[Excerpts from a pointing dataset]
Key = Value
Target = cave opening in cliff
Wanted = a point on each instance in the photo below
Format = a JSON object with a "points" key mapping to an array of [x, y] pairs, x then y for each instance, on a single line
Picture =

Instructions for the task. Arrange every line of the records into a numbered list, leaving out any blank lines.

Output for this task.
1. Key = Value
2. Target = cave opening in cliff
3. Wanted = a point on each instance in the photo below
4. Format = a JSON object with a "points" key mapping to an array of [x, y] pairs, x then y for each instance, on a single line
5. Picture =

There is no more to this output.